[Passage provided — start]
The Obesity Society Reports on Qnexa, Contrave and Lorcaserin

Information Uncover was represented at last month’s TOS (The Obesity Society) annual meeting in Washington, D.C. And one of the most exciting bits of news coming out of the meeting was the prediction that three obesity drugs, we’ve talked about on this blog, will likely be on the market within two years. These drugs are Qnexa, Contrave and Lorcaserin.

Qnexa is manufactured by Mountain View, California based Vivus. Contrave is manufactured by La Jolla, CA based Orexigen. And Lorcaserin is manufactured by San Diego, California based Arena.

Qnexa is a combination of two drugs: Phentermine and Topiramate. Phentermine was used in the obesity drug combination Fen-phen, an obesity drug combining Fenfluramine and Phentermine. Fen-phen was taken off the market in the 90s because the drug caused severe side effects -- including serious cardiovascular issues.
[Passage provided — finish]
[Provided records — start]
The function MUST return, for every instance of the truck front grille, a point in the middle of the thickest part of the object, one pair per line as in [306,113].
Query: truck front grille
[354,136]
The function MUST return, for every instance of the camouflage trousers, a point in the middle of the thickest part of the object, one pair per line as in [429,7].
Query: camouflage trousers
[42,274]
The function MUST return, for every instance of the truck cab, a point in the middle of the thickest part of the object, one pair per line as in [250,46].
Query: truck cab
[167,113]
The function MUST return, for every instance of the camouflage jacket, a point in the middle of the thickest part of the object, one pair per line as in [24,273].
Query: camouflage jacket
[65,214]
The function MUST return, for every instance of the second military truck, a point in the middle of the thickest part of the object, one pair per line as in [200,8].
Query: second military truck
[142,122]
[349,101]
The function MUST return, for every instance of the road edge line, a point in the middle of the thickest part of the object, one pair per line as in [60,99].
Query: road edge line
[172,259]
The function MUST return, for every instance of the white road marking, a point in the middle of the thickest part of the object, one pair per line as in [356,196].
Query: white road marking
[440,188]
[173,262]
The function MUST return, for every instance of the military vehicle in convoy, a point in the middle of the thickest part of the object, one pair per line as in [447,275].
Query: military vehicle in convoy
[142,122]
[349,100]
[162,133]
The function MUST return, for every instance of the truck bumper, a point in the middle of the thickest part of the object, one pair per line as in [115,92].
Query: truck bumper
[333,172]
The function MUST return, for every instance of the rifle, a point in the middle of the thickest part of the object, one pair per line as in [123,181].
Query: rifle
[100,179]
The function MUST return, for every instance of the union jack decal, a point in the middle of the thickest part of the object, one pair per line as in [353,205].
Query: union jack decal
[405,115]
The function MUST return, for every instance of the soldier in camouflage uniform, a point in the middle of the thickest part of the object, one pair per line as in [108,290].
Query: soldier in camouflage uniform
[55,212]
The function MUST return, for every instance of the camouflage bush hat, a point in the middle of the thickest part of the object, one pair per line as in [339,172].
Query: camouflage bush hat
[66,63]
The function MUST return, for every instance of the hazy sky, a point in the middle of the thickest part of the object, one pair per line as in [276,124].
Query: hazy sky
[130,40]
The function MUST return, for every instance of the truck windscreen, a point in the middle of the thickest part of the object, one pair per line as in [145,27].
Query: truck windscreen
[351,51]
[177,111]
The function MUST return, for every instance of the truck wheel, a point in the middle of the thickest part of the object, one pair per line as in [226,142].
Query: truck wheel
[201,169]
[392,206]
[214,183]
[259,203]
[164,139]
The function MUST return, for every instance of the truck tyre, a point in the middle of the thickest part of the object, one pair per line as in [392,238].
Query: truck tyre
[Provided records — finish]
List of tasks.
1 - From the obesity drug report, quote word for word the part that opens with "Information Uncover was" and closes with "California based Arena.".
2 - Answer these from the obesity drug report:
(a) In what city was the TOS annual meeting held?
(b) Which company manufactures Contrave, and where is it based?
(c) What two drugs are combined in Qnexa?

Task-by-task results.
1 -
Information Uncover was represented at last month’s TOS (The Obesity Society) annual meeting in Washington, D.C. And one of the most exciting bits of news coming out of the meeting was the prediction that three obesity drugs, we’ve talked about on this blog, will likely be on the market within two years. These drugs are Qnexa, Contrave and Lorcaserin.

Qnexa is manufactured by Mountain View, California based Vivus. Contrave is manufactured by La Jolla, CA based Orexigen. And Lorcaserin is manufactured by San Diego, California based Arena.

2 -
(a) Washington, D.C.
(b) Orexigen, based in La Jolla, CA.
(c) Phentermine and Topiramate.